Start of Source data

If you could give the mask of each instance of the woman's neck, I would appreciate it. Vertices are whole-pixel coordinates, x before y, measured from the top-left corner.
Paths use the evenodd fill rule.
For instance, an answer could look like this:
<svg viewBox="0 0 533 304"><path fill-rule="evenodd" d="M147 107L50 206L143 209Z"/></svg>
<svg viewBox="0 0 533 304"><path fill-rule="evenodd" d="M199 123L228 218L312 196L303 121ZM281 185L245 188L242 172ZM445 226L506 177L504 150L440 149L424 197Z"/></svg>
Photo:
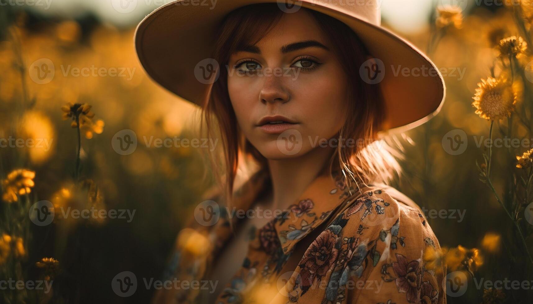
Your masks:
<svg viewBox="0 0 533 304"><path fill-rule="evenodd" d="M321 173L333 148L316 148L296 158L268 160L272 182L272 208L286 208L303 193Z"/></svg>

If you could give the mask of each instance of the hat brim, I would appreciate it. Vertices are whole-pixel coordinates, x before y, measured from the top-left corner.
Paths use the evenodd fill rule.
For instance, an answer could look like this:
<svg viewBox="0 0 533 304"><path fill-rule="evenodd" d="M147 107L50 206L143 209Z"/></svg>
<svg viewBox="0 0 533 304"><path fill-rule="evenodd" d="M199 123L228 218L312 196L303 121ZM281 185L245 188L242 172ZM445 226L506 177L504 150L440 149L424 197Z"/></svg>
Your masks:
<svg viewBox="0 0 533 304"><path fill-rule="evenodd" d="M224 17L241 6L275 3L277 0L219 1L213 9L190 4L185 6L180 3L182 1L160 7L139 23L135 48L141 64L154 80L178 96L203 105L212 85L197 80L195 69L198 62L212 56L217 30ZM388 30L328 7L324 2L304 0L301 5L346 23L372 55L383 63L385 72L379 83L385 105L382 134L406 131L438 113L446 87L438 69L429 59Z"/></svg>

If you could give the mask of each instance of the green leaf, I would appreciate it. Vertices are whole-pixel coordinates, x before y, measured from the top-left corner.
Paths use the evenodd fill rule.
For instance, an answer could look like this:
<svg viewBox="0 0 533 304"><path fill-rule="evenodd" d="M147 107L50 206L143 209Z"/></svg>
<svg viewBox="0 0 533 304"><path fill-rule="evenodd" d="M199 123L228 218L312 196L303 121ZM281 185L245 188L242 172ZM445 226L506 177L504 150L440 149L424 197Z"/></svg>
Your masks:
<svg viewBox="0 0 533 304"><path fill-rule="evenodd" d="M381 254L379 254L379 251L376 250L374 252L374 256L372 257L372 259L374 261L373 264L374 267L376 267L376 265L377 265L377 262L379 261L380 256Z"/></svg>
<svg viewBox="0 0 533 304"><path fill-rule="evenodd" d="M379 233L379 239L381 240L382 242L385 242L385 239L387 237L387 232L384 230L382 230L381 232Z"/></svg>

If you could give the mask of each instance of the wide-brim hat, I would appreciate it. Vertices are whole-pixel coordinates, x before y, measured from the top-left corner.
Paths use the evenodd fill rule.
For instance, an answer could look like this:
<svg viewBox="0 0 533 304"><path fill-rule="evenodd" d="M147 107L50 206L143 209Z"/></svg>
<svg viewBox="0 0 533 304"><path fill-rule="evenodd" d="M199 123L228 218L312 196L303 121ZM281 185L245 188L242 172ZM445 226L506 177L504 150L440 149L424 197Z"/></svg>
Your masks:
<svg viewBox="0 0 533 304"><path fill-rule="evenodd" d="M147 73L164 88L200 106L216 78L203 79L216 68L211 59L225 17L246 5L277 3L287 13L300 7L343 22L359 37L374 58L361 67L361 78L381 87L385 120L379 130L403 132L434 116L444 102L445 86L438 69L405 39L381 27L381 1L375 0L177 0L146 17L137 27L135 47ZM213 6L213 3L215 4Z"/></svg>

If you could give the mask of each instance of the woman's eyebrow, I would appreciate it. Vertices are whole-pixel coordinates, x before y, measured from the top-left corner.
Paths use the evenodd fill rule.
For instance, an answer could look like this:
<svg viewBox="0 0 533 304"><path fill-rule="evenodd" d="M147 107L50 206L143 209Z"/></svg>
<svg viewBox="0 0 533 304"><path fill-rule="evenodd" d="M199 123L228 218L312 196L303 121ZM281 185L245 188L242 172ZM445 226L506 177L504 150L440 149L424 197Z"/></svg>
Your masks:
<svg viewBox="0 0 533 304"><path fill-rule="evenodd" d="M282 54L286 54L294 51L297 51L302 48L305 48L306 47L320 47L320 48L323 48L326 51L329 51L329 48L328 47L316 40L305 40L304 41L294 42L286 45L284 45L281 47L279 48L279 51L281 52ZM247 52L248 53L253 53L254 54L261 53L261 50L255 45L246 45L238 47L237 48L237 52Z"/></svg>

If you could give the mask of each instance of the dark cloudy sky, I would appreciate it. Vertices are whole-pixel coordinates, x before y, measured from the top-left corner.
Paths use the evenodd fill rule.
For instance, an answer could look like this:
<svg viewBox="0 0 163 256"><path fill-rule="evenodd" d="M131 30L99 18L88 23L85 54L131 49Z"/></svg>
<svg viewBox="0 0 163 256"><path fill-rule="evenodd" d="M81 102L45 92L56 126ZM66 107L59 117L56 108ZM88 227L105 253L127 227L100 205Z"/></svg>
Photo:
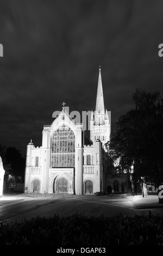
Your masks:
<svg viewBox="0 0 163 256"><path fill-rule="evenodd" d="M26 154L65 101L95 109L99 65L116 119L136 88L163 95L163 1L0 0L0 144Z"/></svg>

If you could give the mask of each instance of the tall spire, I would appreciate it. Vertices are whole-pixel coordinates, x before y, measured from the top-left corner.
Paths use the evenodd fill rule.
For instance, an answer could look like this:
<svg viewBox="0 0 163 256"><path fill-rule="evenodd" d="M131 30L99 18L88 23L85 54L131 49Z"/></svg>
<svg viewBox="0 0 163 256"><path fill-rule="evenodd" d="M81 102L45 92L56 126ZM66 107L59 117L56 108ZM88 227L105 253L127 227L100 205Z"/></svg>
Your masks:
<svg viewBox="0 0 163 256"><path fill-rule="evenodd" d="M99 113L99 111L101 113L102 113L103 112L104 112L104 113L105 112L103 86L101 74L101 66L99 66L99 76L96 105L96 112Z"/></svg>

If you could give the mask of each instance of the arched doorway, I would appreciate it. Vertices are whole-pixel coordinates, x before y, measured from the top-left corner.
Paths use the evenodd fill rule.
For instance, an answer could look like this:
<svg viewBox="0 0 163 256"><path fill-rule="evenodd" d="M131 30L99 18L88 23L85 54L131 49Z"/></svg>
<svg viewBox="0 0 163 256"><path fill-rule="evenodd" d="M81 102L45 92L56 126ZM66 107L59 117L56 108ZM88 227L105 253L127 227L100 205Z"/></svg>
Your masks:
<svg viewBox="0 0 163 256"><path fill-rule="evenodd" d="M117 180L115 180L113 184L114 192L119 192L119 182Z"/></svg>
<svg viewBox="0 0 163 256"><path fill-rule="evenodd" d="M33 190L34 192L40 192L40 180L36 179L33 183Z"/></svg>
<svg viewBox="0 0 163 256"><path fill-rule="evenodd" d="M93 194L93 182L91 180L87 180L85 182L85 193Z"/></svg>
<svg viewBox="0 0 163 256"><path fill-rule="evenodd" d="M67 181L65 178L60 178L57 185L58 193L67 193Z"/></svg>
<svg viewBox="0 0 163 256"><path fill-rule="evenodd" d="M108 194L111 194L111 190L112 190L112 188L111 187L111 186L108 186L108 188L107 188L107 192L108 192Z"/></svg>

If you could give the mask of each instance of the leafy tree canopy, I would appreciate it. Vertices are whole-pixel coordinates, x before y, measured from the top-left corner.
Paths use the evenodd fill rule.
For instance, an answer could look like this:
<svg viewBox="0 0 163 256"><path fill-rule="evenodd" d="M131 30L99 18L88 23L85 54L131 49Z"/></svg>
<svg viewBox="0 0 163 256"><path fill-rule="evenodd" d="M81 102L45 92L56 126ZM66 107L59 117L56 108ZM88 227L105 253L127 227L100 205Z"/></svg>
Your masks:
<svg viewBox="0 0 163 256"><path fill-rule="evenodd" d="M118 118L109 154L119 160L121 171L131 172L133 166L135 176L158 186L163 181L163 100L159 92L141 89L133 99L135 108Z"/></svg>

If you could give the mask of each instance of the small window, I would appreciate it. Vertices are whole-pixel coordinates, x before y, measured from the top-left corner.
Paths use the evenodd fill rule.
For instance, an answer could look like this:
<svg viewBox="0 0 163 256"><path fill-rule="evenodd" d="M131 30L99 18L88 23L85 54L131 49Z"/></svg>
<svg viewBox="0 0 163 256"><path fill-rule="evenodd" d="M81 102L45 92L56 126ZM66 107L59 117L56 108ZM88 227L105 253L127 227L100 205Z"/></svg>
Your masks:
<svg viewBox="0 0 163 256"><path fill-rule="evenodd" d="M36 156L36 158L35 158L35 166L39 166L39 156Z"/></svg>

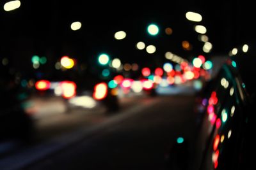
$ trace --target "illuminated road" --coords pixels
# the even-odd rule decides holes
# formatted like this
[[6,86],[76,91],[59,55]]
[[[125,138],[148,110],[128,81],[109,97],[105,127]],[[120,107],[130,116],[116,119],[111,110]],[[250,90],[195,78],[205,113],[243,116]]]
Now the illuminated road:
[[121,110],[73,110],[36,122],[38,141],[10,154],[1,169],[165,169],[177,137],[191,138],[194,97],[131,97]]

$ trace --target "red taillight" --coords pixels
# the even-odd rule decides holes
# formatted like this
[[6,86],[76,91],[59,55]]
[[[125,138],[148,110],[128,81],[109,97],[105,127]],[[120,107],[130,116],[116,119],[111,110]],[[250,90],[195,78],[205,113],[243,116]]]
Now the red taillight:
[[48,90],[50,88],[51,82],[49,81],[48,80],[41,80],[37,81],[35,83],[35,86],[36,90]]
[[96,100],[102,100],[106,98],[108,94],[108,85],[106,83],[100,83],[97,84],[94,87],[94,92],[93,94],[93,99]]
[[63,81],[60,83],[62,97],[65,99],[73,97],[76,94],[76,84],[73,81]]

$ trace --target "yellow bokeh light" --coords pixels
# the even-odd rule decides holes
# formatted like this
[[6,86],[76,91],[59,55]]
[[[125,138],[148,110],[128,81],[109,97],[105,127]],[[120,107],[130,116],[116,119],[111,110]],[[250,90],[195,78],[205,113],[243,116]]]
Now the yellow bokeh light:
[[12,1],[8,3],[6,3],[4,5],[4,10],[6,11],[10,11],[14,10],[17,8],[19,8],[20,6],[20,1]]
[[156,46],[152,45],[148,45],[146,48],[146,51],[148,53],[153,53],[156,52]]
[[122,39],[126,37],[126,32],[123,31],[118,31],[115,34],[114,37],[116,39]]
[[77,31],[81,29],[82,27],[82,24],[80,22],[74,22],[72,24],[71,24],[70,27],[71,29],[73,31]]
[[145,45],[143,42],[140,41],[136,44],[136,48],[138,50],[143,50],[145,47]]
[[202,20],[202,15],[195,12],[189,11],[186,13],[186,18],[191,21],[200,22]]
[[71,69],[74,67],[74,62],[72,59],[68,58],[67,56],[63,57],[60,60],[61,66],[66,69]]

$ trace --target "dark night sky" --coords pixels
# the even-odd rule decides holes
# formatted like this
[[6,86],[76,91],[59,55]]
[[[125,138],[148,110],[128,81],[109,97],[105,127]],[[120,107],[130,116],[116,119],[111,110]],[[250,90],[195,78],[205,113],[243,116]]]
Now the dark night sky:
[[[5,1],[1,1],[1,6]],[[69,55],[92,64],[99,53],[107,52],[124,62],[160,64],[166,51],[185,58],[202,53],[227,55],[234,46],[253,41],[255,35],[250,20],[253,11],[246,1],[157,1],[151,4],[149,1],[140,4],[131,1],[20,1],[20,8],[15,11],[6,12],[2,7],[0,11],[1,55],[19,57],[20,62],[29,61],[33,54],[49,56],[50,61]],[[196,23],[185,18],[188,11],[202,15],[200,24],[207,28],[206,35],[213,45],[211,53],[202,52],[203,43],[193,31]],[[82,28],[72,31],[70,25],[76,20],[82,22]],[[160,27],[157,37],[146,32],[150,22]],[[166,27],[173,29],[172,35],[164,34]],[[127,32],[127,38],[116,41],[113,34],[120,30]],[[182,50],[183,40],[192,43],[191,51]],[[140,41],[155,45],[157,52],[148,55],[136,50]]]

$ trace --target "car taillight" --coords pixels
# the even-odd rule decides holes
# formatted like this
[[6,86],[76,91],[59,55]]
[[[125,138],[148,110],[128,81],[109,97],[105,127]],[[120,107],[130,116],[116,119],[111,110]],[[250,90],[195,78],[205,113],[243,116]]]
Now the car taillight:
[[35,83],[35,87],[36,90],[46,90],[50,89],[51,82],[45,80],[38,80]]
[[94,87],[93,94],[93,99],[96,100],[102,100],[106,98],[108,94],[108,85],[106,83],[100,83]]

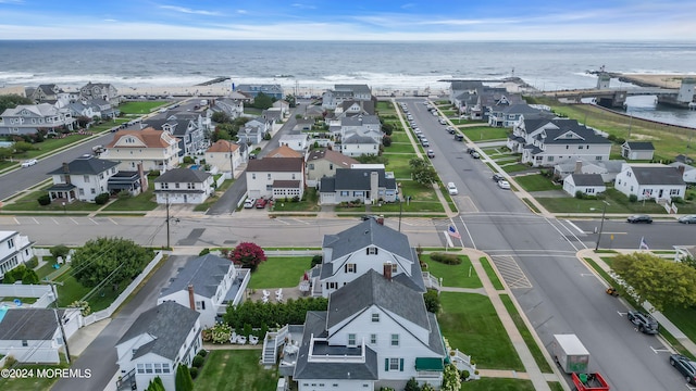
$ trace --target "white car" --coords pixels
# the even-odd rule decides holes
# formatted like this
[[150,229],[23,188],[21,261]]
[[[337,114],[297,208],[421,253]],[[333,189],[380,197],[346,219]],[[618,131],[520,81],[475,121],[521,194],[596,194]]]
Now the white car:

End of Source data

#### [Problem requirements]
Reproduce, unchanged, the lines running from the line with "of the arched" through the line with "180L115 180L113 184L114", both included.

#### [Worked answer]
If you could give the mask of each instance of the arched doorway, I would appreciate it. Vertices are whole-pixel coordinates, x before y, measured from the top-left corner.
Paths use the evenodd fill rule.
For instance, an answer could look like this:
<svg viewBox="0 0 163 256"><path fill-rule="evenodd" d="M131 30L99 18L88 23L85 54L131 49Z"/></svg>
<svg viewBox="0 0 163 256"><path fill-rule="evenodd" d="M81 102L45 92L56 126ZM66 107L59 117L56 108ZM88 227L105 253L127 227L100 205Z"/></svg>
Your masks:
<svg viewBox="0 0 163 256"><path fill-rule="evenodd" d="M117 180L115 180L113 184L114 192L119 192L119 182Z"/></svg>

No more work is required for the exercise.